PAGE EXCERPT:
Accessibility is everyone’s responsibility
With a 2025 deadline looming, Accessibility has snuck in and has suddenly become a sexy subject.
Accessibility is more than just the current buzzword—it is vital. The European Accessibility Act becomes law in June 2025, making waves for SEOs, developers, and designers around the world. After years of advocates promoting accessibility best practices, this law finally makes businesses care.
The key thing to know is that if your business provides services or goods to anyone in the EU, you must be compliant. So, like a massive call to arms, the global community is finally starting to pay attention to web accessibility.
While the European Accessibility Act (EAA) applies to all digital products, including ATMs, online banking, and apps, we’ll focus on the web. The EAA requires you to be WCAG 2.1 AA compliant, which is the Web Content Accessibility Guidelines. The guidelines have multiple levels and varying success criteria that are used to determine how accessible a website is.
So, how does accessibility help me with SEO?
Accessibility isn’t just essential for complying with the EAA—it can massively help with organic rankings. Many of the best practices in accessibility directly correlate with SEO activities so that we can see improvements in our conversion rates and branding, and it gives us a competitive advantage
Unfortunately accessibility has historically being a hard sell - lots of business have been uninterested for making changes to a site just because it’s the right thing to do. So we have to make a business case for it.
For the US statistics indicate that having an accessible site could improve a businesses online revenue by up to 18.9%. Unfortunately these figures are different for every country and change annually - so it’s important to regularly update your case for accessibility.
We can’t necessarily check if a user is accessing our site is using an accessibility aide - this isn’t information that is tracked in analytics. But we can make lots of assumption based on data.
WebAim found that 90% of websites do not even meet the minimum accessibility standards, so there is a very good chance your competitors don’t, either. Disabled users typically are higher value to businesses as they are more likely to return if they find the buying experience easy - the are also most likely recommend your business and advocate for you in their communities.
Finding something that is completely accessible to you can be a rare experience depending on the complexity of a disability, and it becomes an unforgettable experience.
For most people - they are most likely to remember when they have had a bad experience with a business - but imagine nearly everywhere you buy from online gives you a bad experience. It’s those who provide good, accessible services that you end up remembering.
Technical checks are for everyone
Every SEO project requires some technical checking; this is not just for Tech SEOs. SEO tools and detailed autids aren’t essential for diagnosing some accessibility issues - we can all make observations just from reflecting on our own user experience.
As an Technical SEO thinking about only about on page SEO - we’re thinking of;
Internal linking
Navigation structure
Page formatting
How easy content is to read
ALT attributes
These are all things we will already be exploring as SEOs—we just need to spend an extra few minutes on them.
When looking at a site - we need to look at the text size, the layout and the overall presentation of a page. Is the page easy to read? Are we just looking at big blocks of text? Then if look at things more specifically we want to see a font size larger than 16 px, plenty of white space and the content should be easily digestible. This is everyone’s responsibility to check.

SUPPLIED INFORMATION:
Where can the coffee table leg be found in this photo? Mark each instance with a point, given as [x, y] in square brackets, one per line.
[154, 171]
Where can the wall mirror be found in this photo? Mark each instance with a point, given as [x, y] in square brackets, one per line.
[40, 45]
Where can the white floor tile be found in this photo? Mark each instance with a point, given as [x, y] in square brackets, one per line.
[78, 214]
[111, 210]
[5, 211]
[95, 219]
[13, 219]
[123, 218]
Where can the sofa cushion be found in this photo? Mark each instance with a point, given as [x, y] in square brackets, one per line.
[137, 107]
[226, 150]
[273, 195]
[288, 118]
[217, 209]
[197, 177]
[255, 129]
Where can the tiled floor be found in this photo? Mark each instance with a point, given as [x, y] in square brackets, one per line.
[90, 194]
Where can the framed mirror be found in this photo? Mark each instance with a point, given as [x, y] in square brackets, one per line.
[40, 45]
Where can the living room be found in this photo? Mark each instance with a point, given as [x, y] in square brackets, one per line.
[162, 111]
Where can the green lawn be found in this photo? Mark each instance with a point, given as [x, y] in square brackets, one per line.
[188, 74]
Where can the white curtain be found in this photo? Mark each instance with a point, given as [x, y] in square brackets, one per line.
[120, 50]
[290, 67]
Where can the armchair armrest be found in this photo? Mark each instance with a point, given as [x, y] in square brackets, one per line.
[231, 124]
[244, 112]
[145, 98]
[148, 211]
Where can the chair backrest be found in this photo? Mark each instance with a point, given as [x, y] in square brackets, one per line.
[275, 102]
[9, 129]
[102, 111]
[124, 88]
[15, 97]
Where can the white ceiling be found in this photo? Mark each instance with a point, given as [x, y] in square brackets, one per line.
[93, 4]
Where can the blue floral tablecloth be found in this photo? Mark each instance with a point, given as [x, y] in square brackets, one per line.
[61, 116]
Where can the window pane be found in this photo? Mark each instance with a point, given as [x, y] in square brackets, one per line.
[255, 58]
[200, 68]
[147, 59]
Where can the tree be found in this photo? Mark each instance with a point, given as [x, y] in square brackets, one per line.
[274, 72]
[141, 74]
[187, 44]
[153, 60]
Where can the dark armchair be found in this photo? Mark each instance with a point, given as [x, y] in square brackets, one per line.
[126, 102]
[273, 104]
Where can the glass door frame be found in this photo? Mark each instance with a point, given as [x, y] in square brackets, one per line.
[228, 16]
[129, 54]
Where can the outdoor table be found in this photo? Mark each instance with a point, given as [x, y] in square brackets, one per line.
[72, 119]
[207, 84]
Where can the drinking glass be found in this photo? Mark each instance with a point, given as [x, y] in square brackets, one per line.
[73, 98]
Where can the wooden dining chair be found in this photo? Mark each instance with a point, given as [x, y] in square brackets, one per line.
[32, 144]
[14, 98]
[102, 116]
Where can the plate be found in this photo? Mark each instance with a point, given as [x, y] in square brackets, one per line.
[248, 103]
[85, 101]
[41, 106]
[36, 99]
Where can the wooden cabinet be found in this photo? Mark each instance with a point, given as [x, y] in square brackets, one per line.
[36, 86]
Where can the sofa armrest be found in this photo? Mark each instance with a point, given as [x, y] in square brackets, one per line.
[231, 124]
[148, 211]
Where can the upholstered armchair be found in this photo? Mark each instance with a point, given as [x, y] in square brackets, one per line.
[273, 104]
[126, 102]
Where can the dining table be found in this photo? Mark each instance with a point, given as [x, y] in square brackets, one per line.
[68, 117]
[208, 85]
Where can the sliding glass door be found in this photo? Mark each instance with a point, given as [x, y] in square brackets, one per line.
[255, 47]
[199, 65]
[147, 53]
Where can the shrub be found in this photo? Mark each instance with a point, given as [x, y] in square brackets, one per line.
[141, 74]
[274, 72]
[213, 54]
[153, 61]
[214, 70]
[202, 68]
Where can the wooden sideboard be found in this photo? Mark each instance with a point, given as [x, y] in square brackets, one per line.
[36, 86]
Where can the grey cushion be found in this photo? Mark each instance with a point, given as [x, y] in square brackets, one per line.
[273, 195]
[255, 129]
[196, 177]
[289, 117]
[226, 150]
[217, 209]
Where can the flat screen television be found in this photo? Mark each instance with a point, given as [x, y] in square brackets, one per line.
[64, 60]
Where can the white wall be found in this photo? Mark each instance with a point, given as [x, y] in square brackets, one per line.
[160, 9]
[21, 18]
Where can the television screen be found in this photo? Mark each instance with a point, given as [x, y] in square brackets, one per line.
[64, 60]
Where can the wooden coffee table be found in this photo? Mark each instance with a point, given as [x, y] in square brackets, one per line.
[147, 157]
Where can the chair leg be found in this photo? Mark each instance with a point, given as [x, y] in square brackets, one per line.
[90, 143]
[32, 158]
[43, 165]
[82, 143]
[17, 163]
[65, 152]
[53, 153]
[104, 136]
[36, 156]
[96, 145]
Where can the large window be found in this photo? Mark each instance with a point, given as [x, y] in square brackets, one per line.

REQUIRED TASKS:
**a.** From the accessibility article, give again the part that opens with the words containing "Finding something that" and closes with "end up remembering.".
**b.** In the accessibility article, what share of websites did WebAim find do not meet the minimum accessibility standards?

ACTIVITY ANSWERS:
**a.**
Finding something that is completely accessible to you can be a rare experience depending on the complexity of a disability, and it becomes an unforgettable experience.
For most people - they are most likely to remember when they have had a bad experience with a business - but imagine nearly everywhere you buy from online gives you a bad experience. It’s those who provide good, accessible services that you end up remembering.

**b.** 90%